--- EXTRACT ---
● ● ● ●

On March 26, 2009, Taco Bell was served with a putative class action lawsuit filed in Orange County Superior Court against Taco Bell and the Company styled Endang Widjaja vs. Taco Bell Corp., et al.  The case was filed on behalf of Widjaja, a former California hourly assistant manager, and purportedly all other individuals employed in Taco Bell’s California restaurants as managers and alleges failure to reimburse for business related expenses, failure to provide rest periods, unfair business practices and conversion.  This case appears to be duplicative of Taco Bell’s pending consolidated hourly class action case (In Re Taco Bell Wage and Hour Actions).  Taco Bell removed the case to federal district court and filed a notice of related case.  On June 18, 2009 the case was transferred to the Eastern District of California where the In Re Taco Bell Wage and Hour Actions case is pending and was subsequently transferred to the same district court judge.  Taco Bell filed a motion on July 22, 2009 to dismiss, stay or consolidate this case with the In Re Taco Bell Wage and Hour Actions, and the hearing on this motion is scheduled for October 19, 2009.

● ● ● ●

--- WRITTEN INSTRUCTION A ---
Answer these questions from the text about the Taco Bell lawsuit:
(i) In which court was the lawsuit originally filed?
(ii) What position did Widjaja formerly hold?
(iii) For what date is the hearing on Taco Bell's July 22, 2009 motion scheduled?
The records that follow have no connection to the text about the Taco Bell lawsuit.

● ● ● ●

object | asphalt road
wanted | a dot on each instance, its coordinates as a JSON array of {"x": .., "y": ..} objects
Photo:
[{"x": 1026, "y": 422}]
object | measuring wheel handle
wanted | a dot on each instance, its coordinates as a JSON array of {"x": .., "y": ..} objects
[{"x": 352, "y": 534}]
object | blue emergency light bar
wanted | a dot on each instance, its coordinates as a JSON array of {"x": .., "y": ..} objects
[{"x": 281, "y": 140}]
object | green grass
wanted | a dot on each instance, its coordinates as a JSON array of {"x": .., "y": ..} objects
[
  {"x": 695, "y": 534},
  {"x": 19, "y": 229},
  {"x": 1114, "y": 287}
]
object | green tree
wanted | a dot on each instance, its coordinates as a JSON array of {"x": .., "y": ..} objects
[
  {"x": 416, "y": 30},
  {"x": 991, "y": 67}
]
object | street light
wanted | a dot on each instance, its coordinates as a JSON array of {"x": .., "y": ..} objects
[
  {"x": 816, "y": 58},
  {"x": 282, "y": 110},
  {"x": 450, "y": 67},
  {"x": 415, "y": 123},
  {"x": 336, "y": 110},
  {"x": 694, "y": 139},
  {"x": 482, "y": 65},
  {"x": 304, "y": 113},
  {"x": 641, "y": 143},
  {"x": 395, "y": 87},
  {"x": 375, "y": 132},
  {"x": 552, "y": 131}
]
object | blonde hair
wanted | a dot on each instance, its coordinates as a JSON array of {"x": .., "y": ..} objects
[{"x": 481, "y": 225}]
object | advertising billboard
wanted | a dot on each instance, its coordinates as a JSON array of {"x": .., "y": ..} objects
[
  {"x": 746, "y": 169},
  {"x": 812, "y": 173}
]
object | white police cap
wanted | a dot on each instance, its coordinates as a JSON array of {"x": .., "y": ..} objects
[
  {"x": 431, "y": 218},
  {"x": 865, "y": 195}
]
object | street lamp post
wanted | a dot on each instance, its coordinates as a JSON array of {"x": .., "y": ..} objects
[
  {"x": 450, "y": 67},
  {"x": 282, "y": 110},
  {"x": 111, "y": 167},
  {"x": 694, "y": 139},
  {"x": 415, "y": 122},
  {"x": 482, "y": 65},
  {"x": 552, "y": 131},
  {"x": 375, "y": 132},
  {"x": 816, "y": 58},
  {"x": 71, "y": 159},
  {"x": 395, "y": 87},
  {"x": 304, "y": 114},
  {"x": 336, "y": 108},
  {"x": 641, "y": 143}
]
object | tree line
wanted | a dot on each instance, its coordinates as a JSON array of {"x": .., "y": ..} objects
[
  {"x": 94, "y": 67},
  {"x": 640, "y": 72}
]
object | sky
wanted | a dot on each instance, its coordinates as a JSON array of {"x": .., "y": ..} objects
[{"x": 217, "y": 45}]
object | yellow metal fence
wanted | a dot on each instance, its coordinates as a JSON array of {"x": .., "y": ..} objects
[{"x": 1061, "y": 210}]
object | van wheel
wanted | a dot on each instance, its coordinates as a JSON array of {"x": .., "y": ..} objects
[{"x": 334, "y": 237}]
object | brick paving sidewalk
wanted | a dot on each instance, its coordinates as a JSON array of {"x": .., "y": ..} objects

● ● ● ●

--- WRITTEN INSTRUCTION B ---
Report how many lines of the records contain the string "wheel", with case counting. Give only the number.

--- FINAL ANSWER A ---
(i) Orange County Superior Court
(ii) A California hourly assistant manager
(iii) October 19, 2009

--- FINAL ANSWER B ---
2